--- Data to process ---
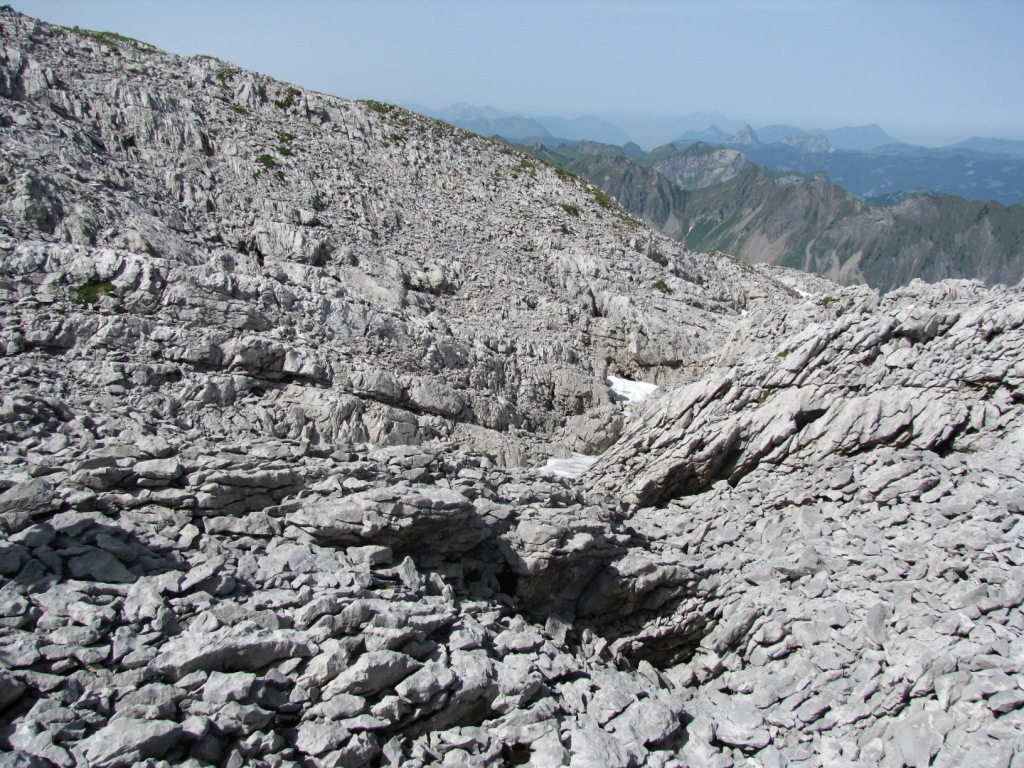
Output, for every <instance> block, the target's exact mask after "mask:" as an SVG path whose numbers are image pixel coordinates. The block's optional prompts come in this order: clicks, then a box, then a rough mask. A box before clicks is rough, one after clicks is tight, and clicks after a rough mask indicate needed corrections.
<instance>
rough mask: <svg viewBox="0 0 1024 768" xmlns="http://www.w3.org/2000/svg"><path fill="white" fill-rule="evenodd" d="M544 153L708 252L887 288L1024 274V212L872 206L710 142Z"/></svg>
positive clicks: (959, 205) (676, 238)
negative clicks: (634, 153)
mask: <svg viewBox="0 0 1024 768" xmlns="http://www.w3.org/2000/svg"><path fill="white" fill-rule="evenodd" d="M579 147H580V144H578V145H577V148H578V150H579ZM538 156H539V157H543V158H544V159H545V160H547V161H549V162H553V163H556V164H558V165H561V166H562V167H564V168H566V169H568V170H570V171H572V172H574V173H577V174H579V175H581V176H583V177H584V178H586V179H587V180H589V181H590V182H591V183H593V184H595V185H597V186H598V187H600V188H601V189H602V190H603V191H604V193H605V194H607V195H610V196H611V197H613V198H615V200H617V201H618V203H620V204H621V205H623V207H625V208H626V209H627V210H629V211H630V212H631V213H633V214H634V215H636V216H639V217H641V218H643V219H644V220H646V221H647V222H648V223H650V224H652V225H654V226H656V227H658V228H659V229H660V230H662V231H663V232H665V233H666V234H668V236H670V237H673V238H676V239H677V240H680V241H682V242H684V243H685V244H686V245H687V247H689V248H691V249H694V250H697V251H705V252H715V251H721V252H724V253H728V254H730V255H733V256H736V257H738V258H741V259H743V260H746V261H751V262H767V263H773V264H781V265H783V266H792V267H797V268H799V269H804V270H807V271H815V272H818V273H821V274H825V275H826V276H829V278H831V279H833V280H836V281H838V282H841V283H859V282H866V283H867V284H868V285H871V286H874V287H877V288H880V289H883V290H889V289H892V288H895V287H898V286H901V285H905V284H907V283H909V282H910V281H911V280H913V279H914V278H922V279H924V280H927V281H938V280H943V279H946V278H973V279H978V280H981V281H983V282H985V283H987V284H989V285H992V284H994V283H1007V284H1011V285H1013V284H1016V283H1017V282H1018V281H1020V280H1021V279H1022V278H1024V205H1017V206H1004V205H1000V204H998V203H995V202H981V201H969V200H964V199H963V198H958V197H955V196H942V195H932V194H928V195H916V196H893V197H892V198H891V199H890V200H888V201H887V203H889V204H888V205H885V206H880V205H871V204H869V203H866V202H864V201H861V200H858V199H857V198H855V197H853V196H851V195H849V194H848V193H846V191H845V190H844V189H843V188H842V187H840V186H838V185H837V184H835V183H833V182H831V181H830V180H829V179H828V177H827V176H826V175H825V174H823V173H816V174H812V175H810V176H802V175H798V174H793V173H779V172H777V171H772V170H770V169H767V168H765V167H763V166H759V165H756V164H753V163H750V162H749V161H748V160H746V159H745V158H744V157H743V155H742V153H739V152H738V151H736V150H734V148H729V147H722V146H717V147H715V146H711V145H709V144H694V145H692V146H690V147H687V148H685V150H677V151H674V152H673V151H671V150H669V148H668V147H666V148H665V150H664V151H660V152H652V153H650V154H649V155H647V156H646V157H645V158H644V159H643V161H642V162H641V163H636V162H632V161H630V159H629V158H627V157H625V156H624V155H614V154H613V153H607V154H600V155H599V154H578V155H575V156H574V157H571V158H570V157H567V156H562V155H559V154H558V153H552V152H546V153H545V154H543V155H538ZM677 178H678V179H680V180H681V181H683V182H684V183H687V184H689V185H690V188H683V186H681V185H680V184H679V183H676V181H675V180H674V179H677Z"/></svg>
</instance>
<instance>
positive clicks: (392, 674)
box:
---
Activity> Do not include images; quote all of the entries above exactly.

Response to the task>
Output, for every <instance> block, the target's exact mask after "mask:" as an SVG path whose numbers are image pixel coordinates. The block's optional prompts come in this order: clicks, then a box, then a rough mask. A box before clicks is rough, one after clicks is tight, and clicks after a rough mask indicate needed corrections.
<instance>
rough mask: <svg viewBox="0 0 1024 768" xmlns="http://www.w3.org/2000/svg"><path fill="white" fill-rule="evenodd" d="M544 153L708 252L887 288L1024 274V212L872 206L710 142Z"/></svg>
positive clicks: (959, 205) (676, 238)
negative clicks: (634, 153)
mask: <svg viewBox="0 0 1024 768" xmlns="http://www.w3.org/2000/svg"><path fill="white" fill-rule="evenodd" d="M579 147H580V144H578V145H577V148H578V150H579ZM538 156H539V157H543V158H544V159H545V160H547V161H549V162H553V163H556V164H558V165H561V166H562V167H564V168H566V169H568V170H570V171H572V172H574V173H577V174H579V175H581V176H583V177H584V178H586V179H587V180H589V181H590V182H591V183H593V184H595V185H597V186H598V187H600V188H601V189H602V190H603V191H604V193H605V194H607V195H610V196H611V197H613V198H615V200H617V201H618V203H620V204H621V205H623V207H625V208H626V209H627V210H629V211H630V212H631V213H633V214H634V215H636V216H639V217H641V218H643V219H644V220H646V221H647V222H648V223H650V224H652V225H654V226H656V227H658V228H659V229H660V230H662V231H663V232H665V233H666V234H668V236H670V237H673V238H676V239H677V240H680V241H682V242H684V243H685V244H686V245H687V247H689V248H691V249H694V250H697V251H705V252H715V251H721V252H724V253H728V254H730V255H733V256H736V257H738V258H741V259H743V260H746V261H751V262H767V263H773V264H781V265H783V266H792V267H797V268H799V269H804V270H807V271H815V272H818V273H821V274H825V275H826V276H829V278H831V279H833V280H836V281H838V282H841V283H859V282H866V283H867V284H868V285H871V286H874V287H877V288H880V289H883V290H889V289H892V288H895V287H898V286H901V285H905V284H907V283H909V282H910V281H911V280H913V279H914V278H922V279H924V280H927V281H938V280H943V279H946V278H973V279H978V280H981V281H983V282H985V283H987V284H989V285H992V284H994V283H1007V284H1011V285H1013V284H1016V283H1017V282H1018V281H1020V280H1021V279H1022V278H1024V205H1017V206H1004V205H1000V204H998V203H995V202H981V201H969V200H964V199H963V198H958V197H955V196H942V195H932V194H928V195H916V196H893V197H892V198H891V199H890V200H888V201H887V203H889V204H888V205H885V206H880V205H871V204H869V203H866V202H864V201H861V200H858V199H857V198H855V197H853V196H851V195H849V194H848V193H846V191H845V190H844V189H843V188H842V187H840V186H838V185H837V184H835V183H833V182H831V181H830V180H829V179H828V177H827V176H826V175H825V174H823V173H816V174H812V175H810V176H802V175H798V174H793V173H779V172H777V171H772V170H770V169H767V168H765V167H763V166H759V165H756V164H753V163H750V162H749V161H748V160H746V159H745V158H744V157H743V155H742V153H739V152H738V151H736V150H734V148H729V147H722V146H717V147H715V146H711V145H709V144H694V145H692V146H690V147H687V148H685V150H677V151H674V152H673V151H671V150H669V148H668V147H666V148H665V150H664V151H660V152H652V153H650V154H649V155H647V156H646V157H645V158H644V159H643V161H642V162H641V163H636V162H632V161H630V159H629V158H627V157H625V156H624V155H614V154H613V153H607V154H600V155H599V154H578V155H575V156H574V157H571V158H570V157H567V156H562V155H559V154H558V153H552V152H546V153H545V154H543V155H538ZM677 178H678V179H680V180H681V181H683V182H684V183H687V184H689V185H690V188H683V186H681V185H680V184H679V183H676V181H675V180H674V179H677Z"/></svg>
</instance>
<instance>
positive clicks: (392, 674)
box:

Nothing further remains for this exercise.